EXCERPT TO READ:

******************************

Using terminal on a Mac. I have a CSV file that I want to split into separate files by row (162 rows) and I want to name the file by the content of the first and second column (genus_species). Then I need all 162 genus_species to be saved as HTML files.

I have only attempted the "splitting" part with Ruby (recommendation from StackExchange/overflow). Below are some of my attempts. They are frankensteins of helpful-ish forums, and after each I made a little comment on why it did not work.

Example HTML

<!DOCTYPE html>
<html><head>
<meta charset="UTF-8">
<script type="text/javascript" src="http://cdn.mathjax.org/mathjax/latest/MathJax.js?config=TeX-AMS-MML_HTMLorMML"></script></head>
<body>
<h1><em><!-- Species name --></em> - <!-- Common name --></h1>
<h2>Status</h2>
<p></p>
<h2>Info</h2>
<p></p>
<h2>Time of year this bee is seen</h2>
<p></p>
<h2>Identification</h2>
<p></p>
<h3>Similar Species</h3>
<p></p>
<h2>Flowers</h2>
<p></p>
<h2>Sociality</h2>
<p></p>
<h2>Nest</h2>
<p></p>
<div id="refs" class="references">

--<br>More information:<br> <!-- <a href="https://bugguide.net/node/view/70932">Bug Guide</a> --></div>
</body></html>

More Info Based on Comments

Here are some lines copied from the text file:

Genus,species,Common name,Status,Info,Time of year this bee is seen,Identification,Similar Species,Flowers,Sociality,Nest,Bug Guide,Discover Life,Other,
Agapostemon,melliventris,Honey-tailed Striped-Sweat bee,Secure G5,Excavates into deep burrows in ground nests,March-December,Agapostemon males have black and yellow stripes on the abdomen. Females have a yellow band on the lower margin of the clypeus.,All other Agapostemon species,Wide variety of plants,Solitary,"Deep, underground excavation",https://bugguide.net/node/view/70932,https://www.discoverlife.org/20/q?search=Agapostemon+melliventris,https://explorer.natureserve.org/Taxon/ELEMENT_GLOBAL.2.928401/Agapostemon_melliventris,
Agapostemon,sericeus,Silky Striped Sweat Bee,Secure G5,"Not choosy about lawn, as long as flowers are present",April-October,Agapostemon males have black and yellow stripes on the abdomen. A. sericeus males have a tooth on its hind femur. Female has metallic green abdomen.,All other Agapostemon species,Wide variety of plants,Solitary,Ground-nester in loamy soils,https://bugguide.net/node/view/83023,https://www.discoverlife.org/mp/20q?search=Agapostemon+sericeus,https://www.sharpeatmanguides.com/sweat-bees,
Agapostemon,splendens,Brown-winged Striped-Sweat Bee,Secure G5,This is the most common Agapostemon found in the southeast region,April-October,Agapostemon males have black and yellow stripes on the abdomen. A. splendens have brown wings. The female abdomen is often somewhat bluish.,All other Agapostemon species,"Jacquemontia reclinata, wide variety of plants",Solitary,Ground-nester in sandy soils,https://bugguide.net/node/view/74478,https://www.discoverlife.org/mp/20q?search=Agapostemon+splendens,,

Updated code I've tried based on comments. This worked and I think it's heading in the direction I want, but it's hard to tell in the terminal window:

f = File.new("bee_key_fact_sheet .csv")

******************************

Data items
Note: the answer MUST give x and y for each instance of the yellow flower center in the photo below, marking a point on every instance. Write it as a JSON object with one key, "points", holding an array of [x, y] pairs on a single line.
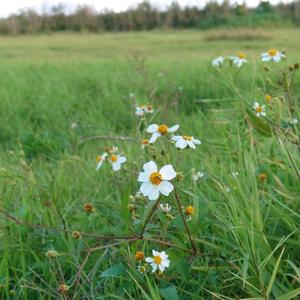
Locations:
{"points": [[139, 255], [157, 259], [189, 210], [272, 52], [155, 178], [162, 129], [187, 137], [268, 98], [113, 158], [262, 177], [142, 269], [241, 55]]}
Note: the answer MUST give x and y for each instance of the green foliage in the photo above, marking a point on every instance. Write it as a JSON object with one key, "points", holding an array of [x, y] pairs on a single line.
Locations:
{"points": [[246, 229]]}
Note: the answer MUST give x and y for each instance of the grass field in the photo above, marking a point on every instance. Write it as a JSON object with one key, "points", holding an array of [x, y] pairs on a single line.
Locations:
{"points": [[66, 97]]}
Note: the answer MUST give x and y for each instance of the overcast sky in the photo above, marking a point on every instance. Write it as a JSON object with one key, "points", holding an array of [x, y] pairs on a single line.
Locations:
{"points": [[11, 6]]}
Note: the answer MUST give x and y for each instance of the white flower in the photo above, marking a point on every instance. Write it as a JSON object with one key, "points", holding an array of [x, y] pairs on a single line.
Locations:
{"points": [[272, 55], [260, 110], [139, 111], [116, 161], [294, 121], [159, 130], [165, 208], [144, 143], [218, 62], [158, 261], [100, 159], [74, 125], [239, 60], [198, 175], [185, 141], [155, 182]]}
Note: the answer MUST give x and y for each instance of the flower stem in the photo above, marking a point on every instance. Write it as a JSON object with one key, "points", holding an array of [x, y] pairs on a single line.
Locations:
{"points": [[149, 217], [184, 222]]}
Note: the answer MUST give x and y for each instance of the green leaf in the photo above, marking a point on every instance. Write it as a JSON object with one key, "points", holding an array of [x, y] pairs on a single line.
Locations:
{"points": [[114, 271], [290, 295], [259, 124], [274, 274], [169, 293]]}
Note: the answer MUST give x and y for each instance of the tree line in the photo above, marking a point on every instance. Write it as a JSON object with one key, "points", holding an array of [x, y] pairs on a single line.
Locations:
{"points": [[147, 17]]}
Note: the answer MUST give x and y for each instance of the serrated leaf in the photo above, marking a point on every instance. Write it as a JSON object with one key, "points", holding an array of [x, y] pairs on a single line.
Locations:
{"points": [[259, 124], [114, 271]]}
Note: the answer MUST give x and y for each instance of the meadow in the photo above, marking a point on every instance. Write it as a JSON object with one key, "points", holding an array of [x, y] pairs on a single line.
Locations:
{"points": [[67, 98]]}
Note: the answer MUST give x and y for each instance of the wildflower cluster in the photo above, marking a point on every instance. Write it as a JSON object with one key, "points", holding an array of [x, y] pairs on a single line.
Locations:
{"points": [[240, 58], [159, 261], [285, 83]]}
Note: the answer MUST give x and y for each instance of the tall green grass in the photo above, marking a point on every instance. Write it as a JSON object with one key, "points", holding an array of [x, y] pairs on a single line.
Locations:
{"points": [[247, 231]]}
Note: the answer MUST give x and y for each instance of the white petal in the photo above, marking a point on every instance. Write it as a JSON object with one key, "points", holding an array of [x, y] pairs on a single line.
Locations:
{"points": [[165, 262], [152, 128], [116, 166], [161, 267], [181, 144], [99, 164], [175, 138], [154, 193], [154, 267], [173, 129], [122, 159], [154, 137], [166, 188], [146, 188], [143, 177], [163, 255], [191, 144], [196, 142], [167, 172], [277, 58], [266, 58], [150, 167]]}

******************************

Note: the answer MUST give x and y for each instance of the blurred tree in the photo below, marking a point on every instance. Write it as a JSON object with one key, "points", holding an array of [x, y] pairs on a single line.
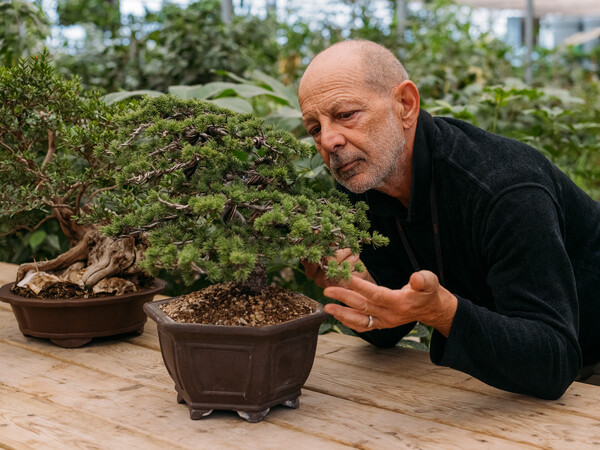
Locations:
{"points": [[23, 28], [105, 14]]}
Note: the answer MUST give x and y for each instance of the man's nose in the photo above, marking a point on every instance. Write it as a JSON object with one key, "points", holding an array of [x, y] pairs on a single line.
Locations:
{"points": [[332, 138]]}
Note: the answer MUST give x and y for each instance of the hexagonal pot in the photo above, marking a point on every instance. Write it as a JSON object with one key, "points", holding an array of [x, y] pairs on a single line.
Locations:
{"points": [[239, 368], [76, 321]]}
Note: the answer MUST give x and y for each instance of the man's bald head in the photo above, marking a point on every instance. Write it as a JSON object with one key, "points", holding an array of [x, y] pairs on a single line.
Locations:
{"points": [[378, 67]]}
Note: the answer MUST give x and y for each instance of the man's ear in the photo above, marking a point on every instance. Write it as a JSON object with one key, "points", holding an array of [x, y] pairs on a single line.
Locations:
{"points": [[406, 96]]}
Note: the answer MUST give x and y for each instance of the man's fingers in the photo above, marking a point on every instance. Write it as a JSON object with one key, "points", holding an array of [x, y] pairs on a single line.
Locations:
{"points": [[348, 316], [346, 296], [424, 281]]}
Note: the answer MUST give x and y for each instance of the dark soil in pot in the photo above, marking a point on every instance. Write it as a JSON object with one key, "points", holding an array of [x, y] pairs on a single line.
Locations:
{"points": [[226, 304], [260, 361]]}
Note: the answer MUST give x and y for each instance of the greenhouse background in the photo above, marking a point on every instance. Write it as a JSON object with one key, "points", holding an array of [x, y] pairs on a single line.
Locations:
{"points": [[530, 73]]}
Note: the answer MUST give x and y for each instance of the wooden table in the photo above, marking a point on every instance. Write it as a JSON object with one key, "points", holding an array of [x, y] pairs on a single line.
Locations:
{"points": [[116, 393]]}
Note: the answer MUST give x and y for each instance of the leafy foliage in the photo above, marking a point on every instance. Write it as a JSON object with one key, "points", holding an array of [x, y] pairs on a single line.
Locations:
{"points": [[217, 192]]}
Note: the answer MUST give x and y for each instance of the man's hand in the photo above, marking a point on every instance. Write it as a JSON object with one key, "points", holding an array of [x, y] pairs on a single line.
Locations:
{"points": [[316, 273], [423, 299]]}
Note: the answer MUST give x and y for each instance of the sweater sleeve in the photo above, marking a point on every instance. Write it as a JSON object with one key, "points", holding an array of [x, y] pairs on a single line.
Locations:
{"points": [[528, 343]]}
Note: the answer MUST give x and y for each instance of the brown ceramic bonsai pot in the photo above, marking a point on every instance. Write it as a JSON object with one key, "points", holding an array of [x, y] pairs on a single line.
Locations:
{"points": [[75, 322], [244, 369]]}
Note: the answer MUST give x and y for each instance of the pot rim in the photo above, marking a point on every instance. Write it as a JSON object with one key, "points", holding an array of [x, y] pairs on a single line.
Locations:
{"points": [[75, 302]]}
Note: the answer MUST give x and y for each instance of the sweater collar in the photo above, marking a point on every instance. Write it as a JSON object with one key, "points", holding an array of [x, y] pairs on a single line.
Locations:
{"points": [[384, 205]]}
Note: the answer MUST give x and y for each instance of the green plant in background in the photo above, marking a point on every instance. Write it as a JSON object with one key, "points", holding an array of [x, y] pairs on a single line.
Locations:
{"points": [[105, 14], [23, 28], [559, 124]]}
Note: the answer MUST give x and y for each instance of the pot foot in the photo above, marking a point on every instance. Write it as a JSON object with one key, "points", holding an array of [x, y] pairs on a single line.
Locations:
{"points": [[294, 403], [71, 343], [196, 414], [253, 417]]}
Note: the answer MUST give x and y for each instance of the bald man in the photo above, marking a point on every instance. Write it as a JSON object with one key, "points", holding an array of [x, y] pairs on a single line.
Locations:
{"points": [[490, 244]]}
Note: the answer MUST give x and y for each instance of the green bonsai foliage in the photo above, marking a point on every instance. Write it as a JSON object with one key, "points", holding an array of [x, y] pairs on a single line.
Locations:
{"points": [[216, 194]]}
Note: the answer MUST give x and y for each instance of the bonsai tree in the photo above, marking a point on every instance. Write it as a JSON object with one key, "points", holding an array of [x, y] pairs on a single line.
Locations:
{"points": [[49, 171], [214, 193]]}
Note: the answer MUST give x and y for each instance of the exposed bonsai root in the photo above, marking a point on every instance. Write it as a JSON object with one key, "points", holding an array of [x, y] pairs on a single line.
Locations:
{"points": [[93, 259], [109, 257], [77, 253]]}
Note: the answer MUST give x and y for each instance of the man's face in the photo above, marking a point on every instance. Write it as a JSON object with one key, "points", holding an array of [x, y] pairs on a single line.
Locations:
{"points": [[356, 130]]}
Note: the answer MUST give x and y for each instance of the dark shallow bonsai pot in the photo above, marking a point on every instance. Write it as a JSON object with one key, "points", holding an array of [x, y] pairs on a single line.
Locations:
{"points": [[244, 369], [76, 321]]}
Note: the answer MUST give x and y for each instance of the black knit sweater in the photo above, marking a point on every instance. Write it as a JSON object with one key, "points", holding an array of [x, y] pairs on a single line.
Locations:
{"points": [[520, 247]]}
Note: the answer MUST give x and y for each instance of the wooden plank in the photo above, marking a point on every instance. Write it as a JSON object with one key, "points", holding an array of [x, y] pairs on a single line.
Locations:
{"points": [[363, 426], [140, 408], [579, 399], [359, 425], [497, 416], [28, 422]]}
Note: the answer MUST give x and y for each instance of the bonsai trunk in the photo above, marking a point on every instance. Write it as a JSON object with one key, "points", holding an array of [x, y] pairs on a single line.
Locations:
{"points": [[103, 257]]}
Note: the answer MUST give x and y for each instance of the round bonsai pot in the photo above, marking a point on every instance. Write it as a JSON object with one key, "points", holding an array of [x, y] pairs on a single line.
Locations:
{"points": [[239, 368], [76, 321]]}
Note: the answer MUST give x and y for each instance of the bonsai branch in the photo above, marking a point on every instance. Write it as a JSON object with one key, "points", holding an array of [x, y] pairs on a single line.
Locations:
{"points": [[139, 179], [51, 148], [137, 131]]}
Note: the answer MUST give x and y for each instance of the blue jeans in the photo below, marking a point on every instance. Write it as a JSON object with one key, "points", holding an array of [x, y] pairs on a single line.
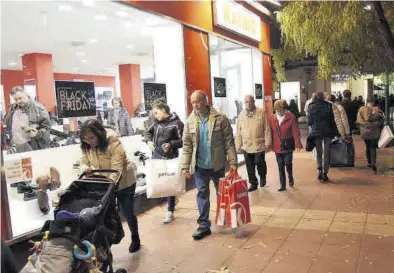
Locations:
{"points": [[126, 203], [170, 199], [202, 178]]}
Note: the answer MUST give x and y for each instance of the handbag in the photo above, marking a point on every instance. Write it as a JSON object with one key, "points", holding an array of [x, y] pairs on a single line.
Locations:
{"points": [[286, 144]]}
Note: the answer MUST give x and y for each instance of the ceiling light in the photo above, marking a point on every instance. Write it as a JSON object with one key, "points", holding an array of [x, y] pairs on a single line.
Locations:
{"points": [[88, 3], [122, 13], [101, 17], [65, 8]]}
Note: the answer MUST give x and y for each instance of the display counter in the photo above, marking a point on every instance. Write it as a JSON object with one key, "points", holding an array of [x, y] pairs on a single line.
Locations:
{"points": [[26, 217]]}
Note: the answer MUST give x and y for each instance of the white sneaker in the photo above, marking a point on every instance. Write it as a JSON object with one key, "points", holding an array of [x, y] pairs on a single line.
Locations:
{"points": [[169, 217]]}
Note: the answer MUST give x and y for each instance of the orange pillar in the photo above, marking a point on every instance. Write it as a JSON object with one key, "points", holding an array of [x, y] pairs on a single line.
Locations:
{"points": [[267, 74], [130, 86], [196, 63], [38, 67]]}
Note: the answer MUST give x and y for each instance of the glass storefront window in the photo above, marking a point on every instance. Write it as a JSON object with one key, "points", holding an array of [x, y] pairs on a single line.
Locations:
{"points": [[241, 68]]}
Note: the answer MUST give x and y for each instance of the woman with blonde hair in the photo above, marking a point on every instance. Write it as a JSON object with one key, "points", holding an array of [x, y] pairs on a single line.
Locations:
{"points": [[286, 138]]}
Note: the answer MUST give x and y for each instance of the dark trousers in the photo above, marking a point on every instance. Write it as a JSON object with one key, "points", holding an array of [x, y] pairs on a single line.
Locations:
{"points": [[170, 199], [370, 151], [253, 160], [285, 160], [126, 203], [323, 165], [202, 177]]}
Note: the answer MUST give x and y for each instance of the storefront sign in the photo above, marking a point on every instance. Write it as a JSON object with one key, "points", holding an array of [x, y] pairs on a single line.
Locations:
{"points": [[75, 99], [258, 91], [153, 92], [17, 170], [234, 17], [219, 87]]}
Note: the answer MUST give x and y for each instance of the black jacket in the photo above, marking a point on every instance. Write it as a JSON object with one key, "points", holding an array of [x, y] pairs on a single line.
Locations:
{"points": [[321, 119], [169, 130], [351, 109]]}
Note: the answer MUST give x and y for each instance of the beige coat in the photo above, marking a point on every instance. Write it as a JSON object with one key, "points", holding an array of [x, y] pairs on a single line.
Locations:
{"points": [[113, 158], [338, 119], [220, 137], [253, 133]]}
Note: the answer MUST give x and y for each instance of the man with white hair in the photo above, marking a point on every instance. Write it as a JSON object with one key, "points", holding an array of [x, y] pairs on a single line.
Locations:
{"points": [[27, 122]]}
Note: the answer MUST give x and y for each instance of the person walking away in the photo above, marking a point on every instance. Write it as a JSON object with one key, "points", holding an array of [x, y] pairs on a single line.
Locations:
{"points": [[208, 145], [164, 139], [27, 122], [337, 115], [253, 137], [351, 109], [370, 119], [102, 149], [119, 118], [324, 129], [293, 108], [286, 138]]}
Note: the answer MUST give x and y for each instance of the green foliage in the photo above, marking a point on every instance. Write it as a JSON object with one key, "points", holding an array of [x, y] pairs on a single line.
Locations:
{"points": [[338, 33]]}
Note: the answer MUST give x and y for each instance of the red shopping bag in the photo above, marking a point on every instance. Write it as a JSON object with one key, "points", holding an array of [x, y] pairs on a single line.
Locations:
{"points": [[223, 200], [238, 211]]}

******************************

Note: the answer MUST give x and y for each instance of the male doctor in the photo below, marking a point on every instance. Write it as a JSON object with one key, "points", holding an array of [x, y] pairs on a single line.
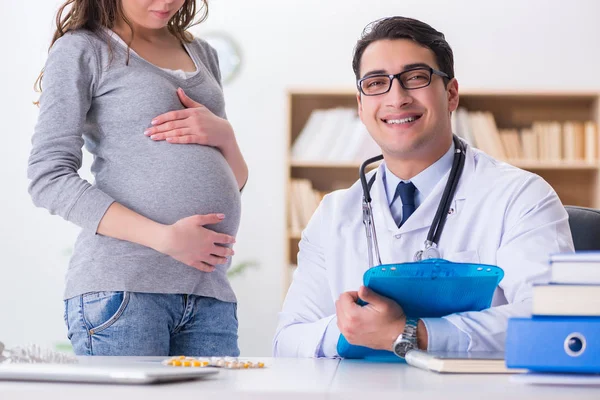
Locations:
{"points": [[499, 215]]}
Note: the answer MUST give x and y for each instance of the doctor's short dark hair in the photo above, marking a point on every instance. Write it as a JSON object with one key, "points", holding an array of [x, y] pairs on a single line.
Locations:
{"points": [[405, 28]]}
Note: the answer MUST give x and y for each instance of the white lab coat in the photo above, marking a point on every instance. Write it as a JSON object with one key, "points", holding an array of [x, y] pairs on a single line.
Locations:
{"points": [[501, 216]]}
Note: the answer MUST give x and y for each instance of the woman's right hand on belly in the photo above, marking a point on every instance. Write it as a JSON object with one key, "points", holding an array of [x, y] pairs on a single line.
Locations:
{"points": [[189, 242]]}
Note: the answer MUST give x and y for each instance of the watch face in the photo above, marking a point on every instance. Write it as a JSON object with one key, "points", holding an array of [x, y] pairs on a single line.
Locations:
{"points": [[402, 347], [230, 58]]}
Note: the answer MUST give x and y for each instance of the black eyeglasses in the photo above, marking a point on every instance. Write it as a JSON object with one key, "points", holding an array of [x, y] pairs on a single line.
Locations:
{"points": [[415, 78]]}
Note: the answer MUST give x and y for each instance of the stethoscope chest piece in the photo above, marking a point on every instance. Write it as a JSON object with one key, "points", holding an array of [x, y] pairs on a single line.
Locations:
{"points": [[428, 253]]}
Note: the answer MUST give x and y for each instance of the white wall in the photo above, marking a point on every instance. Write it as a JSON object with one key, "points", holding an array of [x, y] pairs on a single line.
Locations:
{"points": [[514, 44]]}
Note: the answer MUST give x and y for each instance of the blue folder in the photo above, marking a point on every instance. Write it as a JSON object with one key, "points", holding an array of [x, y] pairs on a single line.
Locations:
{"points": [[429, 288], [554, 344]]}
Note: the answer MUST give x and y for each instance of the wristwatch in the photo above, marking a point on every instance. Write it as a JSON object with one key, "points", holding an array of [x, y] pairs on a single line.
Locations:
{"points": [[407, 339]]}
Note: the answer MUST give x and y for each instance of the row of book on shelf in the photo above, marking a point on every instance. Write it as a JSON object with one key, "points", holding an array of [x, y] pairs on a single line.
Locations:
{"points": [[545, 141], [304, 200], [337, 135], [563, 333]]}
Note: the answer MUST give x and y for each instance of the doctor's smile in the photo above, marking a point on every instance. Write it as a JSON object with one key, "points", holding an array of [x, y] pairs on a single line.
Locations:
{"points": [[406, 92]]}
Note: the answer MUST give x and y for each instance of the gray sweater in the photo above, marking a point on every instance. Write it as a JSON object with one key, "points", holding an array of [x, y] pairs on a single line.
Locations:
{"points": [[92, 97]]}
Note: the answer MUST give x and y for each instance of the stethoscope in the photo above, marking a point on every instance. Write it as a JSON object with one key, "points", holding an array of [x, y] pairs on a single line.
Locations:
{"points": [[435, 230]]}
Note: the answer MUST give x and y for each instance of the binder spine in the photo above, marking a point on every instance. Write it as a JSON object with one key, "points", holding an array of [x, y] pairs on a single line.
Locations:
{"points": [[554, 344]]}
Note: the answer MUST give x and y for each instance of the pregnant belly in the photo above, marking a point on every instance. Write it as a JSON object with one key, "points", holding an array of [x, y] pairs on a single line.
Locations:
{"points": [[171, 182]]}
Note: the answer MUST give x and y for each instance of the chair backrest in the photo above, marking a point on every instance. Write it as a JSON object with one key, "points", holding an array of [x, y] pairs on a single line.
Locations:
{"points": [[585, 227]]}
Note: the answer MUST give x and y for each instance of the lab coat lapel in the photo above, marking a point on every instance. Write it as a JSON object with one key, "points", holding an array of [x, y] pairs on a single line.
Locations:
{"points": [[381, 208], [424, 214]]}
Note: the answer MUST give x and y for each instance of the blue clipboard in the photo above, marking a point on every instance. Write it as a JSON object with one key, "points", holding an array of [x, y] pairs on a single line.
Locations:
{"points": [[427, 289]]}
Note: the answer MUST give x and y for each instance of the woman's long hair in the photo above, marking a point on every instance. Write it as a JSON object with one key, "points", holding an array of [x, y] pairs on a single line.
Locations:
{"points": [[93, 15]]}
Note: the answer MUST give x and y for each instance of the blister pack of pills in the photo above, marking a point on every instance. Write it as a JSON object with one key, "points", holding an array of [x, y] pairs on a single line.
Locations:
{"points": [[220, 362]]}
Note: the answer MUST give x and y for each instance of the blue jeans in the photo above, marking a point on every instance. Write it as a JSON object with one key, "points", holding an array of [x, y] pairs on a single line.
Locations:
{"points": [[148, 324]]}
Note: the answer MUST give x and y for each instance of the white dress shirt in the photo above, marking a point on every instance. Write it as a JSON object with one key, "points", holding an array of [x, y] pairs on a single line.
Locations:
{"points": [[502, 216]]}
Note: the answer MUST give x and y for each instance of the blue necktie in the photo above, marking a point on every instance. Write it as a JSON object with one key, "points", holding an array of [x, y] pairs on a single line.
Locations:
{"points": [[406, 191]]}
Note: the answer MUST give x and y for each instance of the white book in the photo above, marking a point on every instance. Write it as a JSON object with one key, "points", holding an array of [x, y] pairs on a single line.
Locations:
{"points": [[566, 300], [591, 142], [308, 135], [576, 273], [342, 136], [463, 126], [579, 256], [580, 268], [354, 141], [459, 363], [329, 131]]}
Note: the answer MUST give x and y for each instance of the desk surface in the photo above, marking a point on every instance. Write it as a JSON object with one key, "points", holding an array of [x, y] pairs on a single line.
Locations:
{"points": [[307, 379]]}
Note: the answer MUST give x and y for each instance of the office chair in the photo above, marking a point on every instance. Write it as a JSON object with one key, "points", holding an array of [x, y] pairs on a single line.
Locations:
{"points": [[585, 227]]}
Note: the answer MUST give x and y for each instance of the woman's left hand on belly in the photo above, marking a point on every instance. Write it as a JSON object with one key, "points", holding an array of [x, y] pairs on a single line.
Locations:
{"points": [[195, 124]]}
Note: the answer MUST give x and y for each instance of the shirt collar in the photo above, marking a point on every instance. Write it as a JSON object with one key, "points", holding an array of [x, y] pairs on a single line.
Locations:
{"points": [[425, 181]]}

******************************

GOAL 1:
Answer these questions about the forum post on splitting a CSV file:
(a) How many rows does the CSV file contain?
(b) Which programming language was used for the splitting attempts?
(c) What common name is given for Agapostemon sericeus?
GOAL 2: Report every line of the rows that contains the string "doctor". Case counts.
The text and the rows have no connection to each other.

EXPECTED OUTPUT 1:
(a) 162
(b) Ruby
(c) Silky Striped Sweat Bee

EXPECTED OUTPUT 2:
Note: the answer MUST give x and y for each instance of the male doctor in the photo below, marking a point on every instance. Write it as a JSON object with one key, "points", holding an array of [x, y] pairs on a single line.
Note: the answer MUST give x and y for each instance of the doctor's short dark hair in the photo above, marking a point on every instance. Write it as a JSON object with one key, "points", holding an array of [x, y] pairs on a single line.
Note: the answer MUST give x and y for each instance of the doctor's smile in the photo above, marking a point on every instance. Write it as a JSON object with one key, "points", holding an array of [x, y] pairs on a single line.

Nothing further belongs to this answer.